Passage provided =
I noticed that too about the yoga skeletons! A lot of retailers are also doing a rip of GrandinRoad's haunted typewriter that they had last year (or debuted, because they have it again this year). I've seen at least 2 places so far this year have typewriters, but they are a much lesser version of GrandinRoad's. I wonder if all the yoga skeletons are truly the same or if they're slightly different. I also saw a couple different versions of the hear no evil, see no evil, speak no evil set of skulls. I don't know if they were a GrandinRoad exclusive item last year, but now other retailers are copying those too (those are clearly different).

I almost bought the circus canvas last night when I placed my order at Pier 1, but I ended up not. It's cute, but I don't really have anything else in my decor that's circus-y.....at least yet! lol


----------



## CH31 (Jul 10, 2017)

I ordered my jeweled skull online too. They just put it in a clear plastic bag so lots of the sequins fell off during shipping. I think it looked better online than in person too. Mine also has a weird rough spot on the top of his head. Still going back and forth on whether or not it bothers me enough to return it. I hope yours looks better Maggiesvineyard!


----------



## Spirits Vineyard (Oct 23, 2016)

Ohhhhhh, I think I can already tell I'm not gonna like it as much as I did online. Luckily I have so many other skulls that it can just mingle in with the rest of them, but I just won't make it a centerpiece like I do with one or 2 of them. Bummer, I was really hoping for a "pretty" one


----------



## Malicious (Sep 8, 2014)

I dont mind the rough spot so much as the sequins pattern on top of the head! Is it a bird ... is it an airplane....lol


----------



## Spirits Vineyard (Oct 23, 2016)

Data rows =
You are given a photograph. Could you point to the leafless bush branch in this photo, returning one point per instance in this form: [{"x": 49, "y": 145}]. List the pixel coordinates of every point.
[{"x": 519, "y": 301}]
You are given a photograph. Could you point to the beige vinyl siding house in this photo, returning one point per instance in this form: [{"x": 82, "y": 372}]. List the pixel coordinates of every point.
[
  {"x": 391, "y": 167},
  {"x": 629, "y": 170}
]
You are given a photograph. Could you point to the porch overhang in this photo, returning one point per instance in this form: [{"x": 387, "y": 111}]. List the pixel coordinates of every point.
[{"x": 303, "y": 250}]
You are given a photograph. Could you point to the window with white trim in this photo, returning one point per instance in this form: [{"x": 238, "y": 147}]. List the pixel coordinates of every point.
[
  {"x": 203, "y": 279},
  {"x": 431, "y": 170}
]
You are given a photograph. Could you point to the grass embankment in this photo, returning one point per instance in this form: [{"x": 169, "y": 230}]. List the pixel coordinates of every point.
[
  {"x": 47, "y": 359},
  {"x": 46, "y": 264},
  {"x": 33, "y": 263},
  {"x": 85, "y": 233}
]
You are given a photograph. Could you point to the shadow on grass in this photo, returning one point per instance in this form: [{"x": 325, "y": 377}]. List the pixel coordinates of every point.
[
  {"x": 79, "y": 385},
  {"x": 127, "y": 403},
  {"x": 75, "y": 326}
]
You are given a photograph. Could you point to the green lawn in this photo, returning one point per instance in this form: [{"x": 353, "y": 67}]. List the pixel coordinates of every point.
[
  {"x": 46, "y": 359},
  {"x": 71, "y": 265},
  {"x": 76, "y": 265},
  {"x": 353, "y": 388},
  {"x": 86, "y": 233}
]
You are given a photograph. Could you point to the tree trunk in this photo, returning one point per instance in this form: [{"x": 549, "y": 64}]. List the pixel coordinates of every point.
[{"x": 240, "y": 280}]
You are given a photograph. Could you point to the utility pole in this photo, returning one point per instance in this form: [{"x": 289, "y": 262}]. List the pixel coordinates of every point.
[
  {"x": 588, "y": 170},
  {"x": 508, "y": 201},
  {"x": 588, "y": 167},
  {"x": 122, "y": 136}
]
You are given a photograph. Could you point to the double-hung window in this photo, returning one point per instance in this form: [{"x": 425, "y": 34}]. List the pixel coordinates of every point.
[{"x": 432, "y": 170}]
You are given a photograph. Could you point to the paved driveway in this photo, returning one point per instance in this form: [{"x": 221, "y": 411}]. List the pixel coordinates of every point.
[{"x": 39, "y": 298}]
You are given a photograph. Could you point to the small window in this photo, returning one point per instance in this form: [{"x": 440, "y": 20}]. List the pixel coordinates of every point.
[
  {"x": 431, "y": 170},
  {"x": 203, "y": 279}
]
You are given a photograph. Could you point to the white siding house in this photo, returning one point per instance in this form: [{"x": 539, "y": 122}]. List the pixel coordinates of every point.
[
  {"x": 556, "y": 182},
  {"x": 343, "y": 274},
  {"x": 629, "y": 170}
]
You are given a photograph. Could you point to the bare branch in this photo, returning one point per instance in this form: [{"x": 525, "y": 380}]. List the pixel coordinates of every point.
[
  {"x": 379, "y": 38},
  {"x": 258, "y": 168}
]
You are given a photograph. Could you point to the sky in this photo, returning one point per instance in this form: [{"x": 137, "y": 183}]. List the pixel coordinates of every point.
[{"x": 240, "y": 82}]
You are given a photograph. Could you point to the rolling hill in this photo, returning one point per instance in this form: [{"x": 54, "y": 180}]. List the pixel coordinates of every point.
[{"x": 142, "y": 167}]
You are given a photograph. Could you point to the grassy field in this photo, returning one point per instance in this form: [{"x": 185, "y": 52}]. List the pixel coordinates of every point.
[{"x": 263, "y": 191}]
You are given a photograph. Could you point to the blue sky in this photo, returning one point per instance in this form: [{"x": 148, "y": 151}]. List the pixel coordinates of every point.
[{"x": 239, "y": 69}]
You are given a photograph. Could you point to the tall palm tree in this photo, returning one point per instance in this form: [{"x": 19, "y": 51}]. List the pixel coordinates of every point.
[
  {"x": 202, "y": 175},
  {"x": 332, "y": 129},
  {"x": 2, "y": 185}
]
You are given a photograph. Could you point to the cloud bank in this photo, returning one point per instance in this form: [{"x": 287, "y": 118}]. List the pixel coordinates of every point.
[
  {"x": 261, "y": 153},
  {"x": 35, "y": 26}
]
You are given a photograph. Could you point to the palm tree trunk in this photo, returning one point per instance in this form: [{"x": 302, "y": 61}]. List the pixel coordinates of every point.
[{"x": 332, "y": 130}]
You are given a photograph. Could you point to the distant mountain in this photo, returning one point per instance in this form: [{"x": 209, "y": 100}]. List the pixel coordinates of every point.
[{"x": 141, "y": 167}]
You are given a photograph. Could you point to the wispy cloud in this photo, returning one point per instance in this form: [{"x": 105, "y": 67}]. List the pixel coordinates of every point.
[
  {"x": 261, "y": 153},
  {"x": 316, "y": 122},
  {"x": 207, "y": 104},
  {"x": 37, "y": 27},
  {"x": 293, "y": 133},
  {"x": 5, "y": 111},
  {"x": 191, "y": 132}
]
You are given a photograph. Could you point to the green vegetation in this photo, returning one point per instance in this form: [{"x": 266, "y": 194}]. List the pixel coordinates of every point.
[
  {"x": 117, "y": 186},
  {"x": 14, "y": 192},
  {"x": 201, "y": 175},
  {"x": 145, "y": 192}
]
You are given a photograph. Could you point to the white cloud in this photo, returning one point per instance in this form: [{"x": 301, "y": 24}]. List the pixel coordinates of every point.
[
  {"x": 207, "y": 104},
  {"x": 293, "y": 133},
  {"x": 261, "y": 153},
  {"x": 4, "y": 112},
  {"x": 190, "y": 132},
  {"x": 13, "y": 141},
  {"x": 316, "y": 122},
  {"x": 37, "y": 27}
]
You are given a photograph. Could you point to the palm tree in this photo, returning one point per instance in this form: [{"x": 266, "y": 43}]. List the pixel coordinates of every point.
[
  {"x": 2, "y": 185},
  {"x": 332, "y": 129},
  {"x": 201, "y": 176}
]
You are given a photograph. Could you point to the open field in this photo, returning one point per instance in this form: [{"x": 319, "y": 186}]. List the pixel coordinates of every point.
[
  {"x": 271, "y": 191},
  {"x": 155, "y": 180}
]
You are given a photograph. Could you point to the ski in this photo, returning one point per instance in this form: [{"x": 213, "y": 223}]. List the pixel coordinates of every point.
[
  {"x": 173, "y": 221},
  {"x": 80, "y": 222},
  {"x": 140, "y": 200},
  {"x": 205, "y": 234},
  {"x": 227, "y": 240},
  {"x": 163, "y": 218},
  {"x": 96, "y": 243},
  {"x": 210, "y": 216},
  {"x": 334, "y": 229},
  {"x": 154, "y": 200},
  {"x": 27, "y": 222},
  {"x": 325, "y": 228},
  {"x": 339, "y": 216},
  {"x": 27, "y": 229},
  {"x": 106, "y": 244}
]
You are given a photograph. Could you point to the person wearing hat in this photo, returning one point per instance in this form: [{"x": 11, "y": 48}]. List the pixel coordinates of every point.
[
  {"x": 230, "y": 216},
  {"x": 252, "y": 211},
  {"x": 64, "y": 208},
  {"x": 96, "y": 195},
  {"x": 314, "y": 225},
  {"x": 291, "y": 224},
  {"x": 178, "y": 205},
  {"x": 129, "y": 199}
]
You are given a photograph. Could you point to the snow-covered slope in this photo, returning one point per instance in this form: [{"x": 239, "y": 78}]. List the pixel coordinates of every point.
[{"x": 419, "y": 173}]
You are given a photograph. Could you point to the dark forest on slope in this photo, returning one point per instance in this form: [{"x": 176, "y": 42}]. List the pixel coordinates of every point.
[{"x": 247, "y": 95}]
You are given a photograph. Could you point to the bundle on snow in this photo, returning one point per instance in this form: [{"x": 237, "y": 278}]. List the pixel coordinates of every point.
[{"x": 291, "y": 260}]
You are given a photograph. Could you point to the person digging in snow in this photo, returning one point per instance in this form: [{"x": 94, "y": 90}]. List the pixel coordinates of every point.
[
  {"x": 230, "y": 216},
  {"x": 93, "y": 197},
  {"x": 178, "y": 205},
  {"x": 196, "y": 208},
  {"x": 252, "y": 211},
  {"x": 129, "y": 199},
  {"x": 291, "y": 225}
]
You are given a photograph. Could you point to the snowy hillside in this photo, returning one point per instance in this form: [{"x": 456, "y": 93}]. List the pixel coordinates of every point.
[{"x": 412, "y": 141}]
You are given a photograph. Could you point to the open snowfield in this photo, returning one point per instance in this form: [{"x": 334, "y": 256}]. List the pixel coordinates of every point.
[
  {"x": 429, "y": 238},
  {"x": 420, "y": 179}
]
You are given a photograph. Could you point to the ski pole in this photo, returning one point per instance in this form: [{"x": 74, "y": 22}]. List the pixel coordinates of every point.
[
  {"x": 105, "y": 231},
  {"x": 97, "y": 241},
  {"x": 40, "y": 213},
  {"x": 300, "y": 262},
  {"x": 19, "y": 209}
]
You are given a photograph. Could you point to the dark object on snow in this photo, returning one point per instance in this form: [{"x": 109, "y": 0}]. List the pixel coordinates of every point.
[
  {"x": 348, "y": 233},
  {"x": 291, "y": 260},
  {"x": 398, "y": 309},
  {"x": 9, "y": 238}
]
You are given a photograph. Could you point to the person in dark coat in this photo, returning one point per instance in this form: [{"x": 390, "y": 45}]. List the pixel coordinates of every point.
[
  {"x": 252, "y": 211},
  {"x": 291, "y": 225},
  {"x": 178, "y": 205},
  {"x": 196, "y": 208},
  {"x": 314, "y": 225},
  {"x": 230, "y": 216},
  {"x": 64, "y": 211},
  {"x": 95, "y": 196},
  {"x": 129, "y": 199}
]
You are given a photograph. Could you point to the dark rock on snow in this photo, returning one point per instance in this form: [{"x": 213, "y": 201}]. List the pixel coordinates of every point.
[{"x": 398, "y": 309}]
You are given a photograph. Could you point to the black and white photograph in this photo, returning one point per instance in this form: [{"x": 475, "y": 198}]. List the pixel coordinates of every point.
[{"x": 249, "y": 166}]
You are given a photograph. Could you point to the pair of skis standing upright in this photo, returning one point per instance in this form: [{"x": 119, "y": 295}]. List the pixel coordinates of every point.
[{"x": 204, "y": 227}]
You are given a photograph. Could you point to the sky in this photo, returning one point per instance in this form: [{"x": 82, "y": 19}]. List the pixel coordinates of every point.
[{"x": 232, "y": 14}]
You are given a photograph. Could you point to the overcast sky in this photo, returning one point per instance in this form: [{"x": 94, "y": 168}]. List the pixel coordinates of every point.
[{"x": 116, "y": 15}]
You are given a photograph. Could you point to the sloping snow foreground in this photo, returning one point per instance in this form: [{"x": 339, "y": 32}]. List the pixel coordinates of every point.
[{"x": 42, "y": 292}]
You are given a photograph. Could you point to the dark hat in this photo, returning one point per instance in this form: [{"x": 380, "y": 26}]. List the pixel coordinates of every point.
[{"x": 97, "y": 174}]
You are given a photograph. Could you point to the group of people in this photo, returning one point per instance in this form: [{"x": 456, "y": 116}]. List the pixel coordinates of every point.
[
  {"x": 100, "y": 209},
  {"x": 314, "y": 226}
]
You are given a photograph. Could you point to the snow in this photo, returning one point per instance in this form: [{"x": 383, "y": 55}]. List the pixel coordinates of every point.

Exercise description = Write the next part of the forum thread about Halloween decorations, picking up after its last line.

Response to the task =
Malicious said:


> View attachment 437129
> 
> 
> I dont mind the rough spot so much as the sequins pattern on top of the head! Is it a bird ... is it an airplane....lol


LOL....I just got mine today and was thinking the same thing!

I don't mind the little rough patch on the top of the head, but I think what I don't really care for is the actual sequins, and I'm not a big fan of silver and gold mixed together....it's so 80's. I also don't like the big gemstone on the front, along with the circular silver piece to the right of it. And then the sequins themselves just seem a bit cheesy, or old school bedazzling. I think I may pull a few off and see what it looks like underneath (i.e. how much glue is left behind). I was just at Hobby Lobby getting some things for a project and I think they have much better selection of stones/beads that would look better. I do like the skull itself though, the sort of aged look it has, and the large pearl in the one socket. I also like that it has no bottom jaw. But all in all, I'm definitely gonna have to get out the glue gun for this one I think!


----------



## Spirits Vineyard (Oct 23, 2016)

BTW, I just called them because I had also ordered the witch cauldron mug and it arrived broken, and was on hold for 32 minutes! I was multitasking so that's why I ended up hanging on for so long, but I eventually hung up and just sent them an email. But really, over 30 minutes? Not impressed with their customer service.


----------



## Mrs. Voorhees (Jul 20, 2014)

So I went in to check out the skull but they didn't have it. I really want to make my own. For those of you that got it what do you think about making your own.? Supplies? Also what is it you don't like? I was thinking about using the skull bottle from Michaels. Ya know beauty is skin deep but ugly is to the bone idea. 

My order came in and I'm in LOVE. I regretted not getting these last year and am glad I had the opportunity to get them.


----------



## Illysium (Jul 15, 2016)

Just got my silver and black pumpkins, and cracker dog:


----------



## avgjoefriday (Aug 8, 2016)

I got all four of the portraits last year. Has anyone ever been able to figure out who the artist is? I love them and would love to see their other works. 


Sent from my iPhone using Tapatalk


----------



## wickedwillingwench (Sep 16, 2011)

i got cracker dog, too...he's cute but a bit small.


----------



## Spirits Vineyard (Oct 23, 2016)

Mrs. Voorhees said:


> So I went in to check out the skull but they didn't have it. I really want to make my own. For those of you that got it what do you think about making your own.? Supplies? Also what is it you don't like? I was thinking about using the skull bottle from Michaels. Ya know beauty is skin deep but ugly is to the bone idea.
> 
> My order came in and I'm in LOVE. I regretted not getting these last year and am glad I had the opportunity to get them.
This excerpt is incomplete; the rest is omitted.